EXTRAIT DU DOCUMENT:
++++++++

Ève K. Tremblay : Ma grand-mère est une actrice
Les Mimi et Jeanne photographiées par Ève K. Tremblay boivent du martini, fument la cigarette, jouent au poker ou prennent le thé. Sensualisme et photographie.
Ève K. Tremblay
pratique la photographie d’une manière des plus réjouissantes. Ses photographies sont d’une grande virtuosité technique; leur facture est impeccable et apparaît comme une constante dans toute la production de l’artiste. Ce sont des photographies couleur qui ont été développées à même les laboratoires de Vu (un des rares endroits au Québec où les artistes peuvent travailler la photographie couleur). Le contenu de ces photographies loge dans le jeu incessant entre le réel et le fictif, entre la mise en scène recherchée et le cliché spontané. Cette ambivalence révèle le caractère poétique et pointe la dimension fictive de toute tentative photographique.

++++++++

LIGNES DE DONNÉES:
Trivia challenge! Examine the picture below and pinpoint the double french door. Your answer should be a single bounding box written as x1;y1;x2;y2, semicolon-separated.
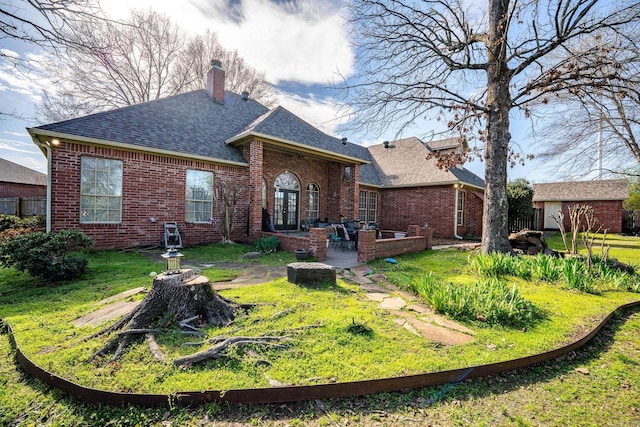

++++++++

TRAVAIL DEMANDÉ:
• 1. Réécrivez le passage de l'extrait du document qui va de « Ève K. Tremblay : Ma » jusqu'à « toute tentative photographique. », en mettant « whisky » à la place de « martini ».
• 2. D'après l'extrait du document, les affirmations suivantes sont-elles vraies ? Pour chacune, répondez par oui ou par non et citez les mots du texte qui tranchent.
(a) Les photographies d'Ève K. Tremblay sont en noir et blanc.
(b) Les photographies ont été développées dans les laboratoires de Vu.
(c) Les Mimi et Jeanne jouent aux échecs.
Les lignes ne sont d'aucune utilité ici.

RÉPONSES FOURNIES:
• 1.
Ève K. Tremblay : Ma grand-mère est une actrice
Les Mimi et Jeanne photographiées par Ève K. Tremblay boivent du whisky, fument la cigarette, jouent au poker ou prennent le thé. Sensualisme et photographie.
Ève K. Tremblay
pratique la photographie d’une manière des plus réjouissantes. Ses photographies sont d’une grande virtuosité technique; leur facture est impeccable et apparaît comme une constante dans toute la production de l’artiste. Ce sont des photographies couleur qui ont été développées à même les laboratoires de Vu (un des rares endroits au Québec où les artistes peuvent travailler la photographie couleur). Le contenu de ces photographies loge dans le jeu incessant entre le réel et le fictif, entre la mise en scène recherchée et le cliché spontané. Cette ambivalence révèle le caractère poétique et pointe la dimension fictive de toute tentative photographique.

• 2.
(a) Non : « Ce sont des photographies couleur ».
(b) Oui : « ont été développées à même les laboratoires de Vu ».
(c) Non : « jouent au poker ».